START Given text

Another thing to be remembered is, that whatever classification may be carried out, we may be certain beforehand that numbers of patients from a vile cause will be in the ordinary surgical wards of every General Hospital in time of peace. Very severe cases of this sort give heavy work, and little trouble. They suffer much generally, alike from disease and treatment; are frightened, if not ashamed, about themselves; and are generally extra-submissive and quiet. These cases, however, generally would belong to the separated wards; which latter contain usually a large admixture of patients who suffer comparatively little, and who require to be dealt with with unswerving firmness. For reasons somewhat too technical to write, it is to be hoped, upon the whole, that female service will not be, at first, at all events, extended to these wards. The disgusting and comparatively painless secondary condition will, I fear, find its way into the ordinary surgical wards, as it does into the equivalent wards of every Civil Hospital.
All these things would increase the mistake of laying any bar between the Staff Surgeon and the Nurse. In all matters of discipline, generally speaking, the Staff Surgeon will give much more support than the Assistant Surgeon.
A short definite rule should therefore be made, saying whom the Nurse is to summon in the event of disorderliness in the ward.
One thing more. There is nothing more dangerous than to undervalue the objections of opponents. Let us give them their full weight, and while firmly holding our course, and trusting to God to guide it, draw useful cautions from the objections which we quietly and steadily confront.
In the great Military Hospitals, of Roman-Catholic countries, intelligent, well-behaved, Army Surgeons, while explaining everything with thorough business-like precision, if spoken to of the Paris Army Hospitals, before the recently introduced Sœurs de St. Vincent served there, and asked what they think upon the whole of the service of women in Army Hospitals—after a little hesitation, and being urged to speak plainly, will generally say that they prefer in Civil Hospitals the service of Sœurs to those of hired nurses—but they deprecate either Sisters or any women in Military Hospitals. 1. Because the presence of women, however virtuous and guarded, would excite passions and produce unfavourable results in many cases. 2. Because they were unnecessary, the Orderlies being efficient, faithful, kind, and sufficient.

END Given text
START Entries provided

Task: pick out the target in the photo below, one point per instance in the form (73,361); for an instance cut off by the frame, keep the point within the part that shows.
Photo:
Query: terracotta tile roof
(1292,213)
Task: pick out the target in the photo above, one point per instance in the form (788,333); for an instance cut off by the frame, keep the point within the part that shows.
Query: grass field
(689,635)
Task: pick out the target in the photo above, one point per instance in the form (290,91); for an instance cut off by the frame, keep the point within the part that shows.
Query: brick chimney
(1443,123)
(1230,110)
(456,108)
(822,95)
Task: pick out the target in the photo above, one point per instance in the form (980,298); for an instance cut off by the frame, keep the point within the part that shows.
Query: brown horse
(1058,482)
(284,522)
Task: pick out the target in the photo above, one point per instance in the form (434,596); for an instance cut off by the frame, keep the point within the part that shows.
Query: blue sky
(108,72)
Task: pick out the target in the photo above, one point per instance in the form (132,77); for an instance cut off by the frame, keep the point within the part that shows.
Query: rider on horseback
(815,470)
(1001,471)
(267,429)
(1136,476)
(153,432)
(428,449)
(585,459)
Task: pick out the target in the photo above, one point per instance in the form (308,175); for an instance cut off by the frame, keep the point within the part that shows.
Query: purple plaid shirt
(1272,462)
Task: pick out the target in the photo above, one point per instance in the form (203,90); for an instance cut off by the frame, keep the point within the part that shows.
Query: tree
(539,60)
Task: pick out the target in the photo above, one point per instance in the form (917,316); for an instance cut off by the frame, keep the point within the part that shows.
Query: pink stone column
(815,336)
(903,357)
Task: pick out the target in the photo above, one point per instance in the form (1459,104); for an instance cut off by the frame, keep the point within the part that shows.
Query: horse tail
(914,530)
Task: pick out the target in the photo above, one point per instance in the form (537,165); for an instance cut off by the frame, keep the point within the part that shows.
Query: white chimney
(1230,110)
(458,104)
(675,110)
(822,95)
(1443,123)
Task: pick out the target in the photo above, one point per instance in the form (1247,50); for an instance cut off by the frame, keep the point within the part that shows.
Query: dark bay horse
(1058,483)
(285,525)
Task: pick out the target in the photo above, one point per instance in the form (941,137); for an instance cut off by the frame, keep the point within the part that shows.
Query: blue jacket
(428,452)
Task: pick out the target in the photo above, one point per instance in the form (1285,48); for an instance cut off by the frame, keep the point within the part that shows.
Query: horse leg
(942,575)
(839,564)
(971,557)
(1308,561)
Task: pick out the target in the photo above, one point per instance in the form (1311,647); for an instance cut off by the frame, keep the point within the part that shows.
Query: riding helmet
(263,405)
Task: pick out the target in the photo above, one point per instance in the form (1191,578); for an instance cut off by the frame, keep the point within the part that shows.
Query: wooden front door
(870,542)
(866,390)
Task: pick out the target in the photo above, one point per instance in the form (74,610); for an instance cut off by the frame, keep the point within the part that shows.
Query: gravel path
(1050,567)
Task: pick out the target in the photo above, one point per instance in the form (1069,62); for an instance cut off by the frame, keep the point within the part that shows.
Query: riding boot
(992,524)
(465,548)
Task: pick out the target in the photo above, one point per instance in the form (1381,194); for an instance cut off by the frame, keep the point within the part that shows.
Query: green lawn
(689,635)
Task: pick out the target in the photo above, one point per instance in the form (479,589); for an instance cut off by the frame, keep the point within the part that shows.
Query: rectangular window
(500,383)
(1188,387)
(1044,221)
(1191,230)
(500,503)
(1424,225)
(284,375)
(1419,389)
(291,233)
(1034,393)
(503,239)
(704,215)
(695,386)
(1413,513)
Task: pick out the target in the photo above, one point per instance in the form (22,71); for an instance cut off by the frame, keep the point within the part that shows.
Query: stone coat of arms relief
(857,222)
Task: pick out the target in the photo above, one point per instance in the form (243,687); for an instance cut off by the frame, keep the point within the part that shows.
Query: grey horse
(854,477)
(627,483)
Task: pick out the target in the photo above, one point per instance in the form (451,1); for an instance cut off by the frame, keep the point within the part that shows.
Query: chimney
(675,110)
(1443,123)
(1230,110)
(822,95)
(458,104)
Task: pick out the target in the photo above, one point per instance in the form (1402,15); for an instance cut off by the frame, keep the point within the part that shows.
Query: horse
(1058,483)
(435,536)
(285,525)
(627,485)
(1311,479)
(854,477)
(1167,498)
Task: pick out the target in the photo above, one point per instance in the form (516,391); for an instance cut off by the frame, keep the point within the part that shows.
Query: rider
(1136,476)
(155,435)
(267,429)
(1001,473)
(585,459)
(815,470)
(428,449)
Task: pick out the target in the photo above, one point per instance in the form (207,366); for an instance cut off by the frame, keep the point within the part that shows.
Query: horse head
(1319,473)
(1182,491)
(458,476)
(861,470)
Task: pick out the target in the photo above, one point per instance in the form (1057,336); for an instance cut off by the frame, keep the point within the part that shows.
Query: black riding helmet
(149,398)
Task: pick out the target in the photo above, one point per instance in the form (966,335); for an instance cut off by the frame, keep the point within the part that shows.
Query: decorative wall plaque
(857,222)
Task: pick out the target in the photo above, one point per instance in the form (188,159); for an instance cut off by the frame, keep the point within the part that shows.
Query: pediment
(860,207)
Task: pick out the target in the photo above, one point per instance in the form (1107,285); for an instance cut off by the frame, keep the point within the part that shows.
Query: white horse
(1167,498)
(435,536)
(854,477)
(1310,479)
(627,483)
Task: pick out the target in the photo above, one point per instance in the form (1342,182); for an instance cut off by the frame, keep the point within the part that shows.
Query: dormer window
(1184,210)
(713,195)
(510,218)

END Entries provided

■ **Exercise instructions**: Pick up the passage on women nurses in army hospitals and continue it from its last sentence.

■ **Result of this task**:
Of the second reason one can judge nothing by a walk through a hospital, as it does not always follow that what the master says is enough is so—though this is one of the mysteries it is good to know and not good to reveal. Of the first there is no doubt. The question remains, striking the balance of good and evil—Do chaste, guarded, and efficient nurses on the whole contribute more to the economy of human life, the order, cleanliness, and decency of a Military Hospital than they do harm? Possibly the former effects are usual and general; the latter exceptional and rare: after all, most soldiers are men and not beasts. But it is well and necessary to bear in mind both the existence of this danger, and the exaggerated fears many Army Surgeons conscientiously as well as unconscientiously have of it.
I therefore very earnestly hope that the work will not be encumbered, at first at all events, with the charge of the venereal wards. And it is most important, for the favourable result of the anxious and difficult experiment about to be made, of permanently introducing female service into Army Hospitals, that we should be quite clear of the convalescent patients, and should only attend patients severely ill or severely injured.
4. Pay and Rations.
4. Pay and Rations.—In the great Civil Hospitals the Head-Nurses have, on an average, 50l. a-year, no board, an allowance of fuel and light, and the use of one or two, generally unfurnished, rooms. The Assistant-Nurses, on an average, receive about 12s. a-week, [£31 per annum] no board, lodging, with the use of some furniture, sometimes an allowance of fuel and light, apart from the use of both in the wards.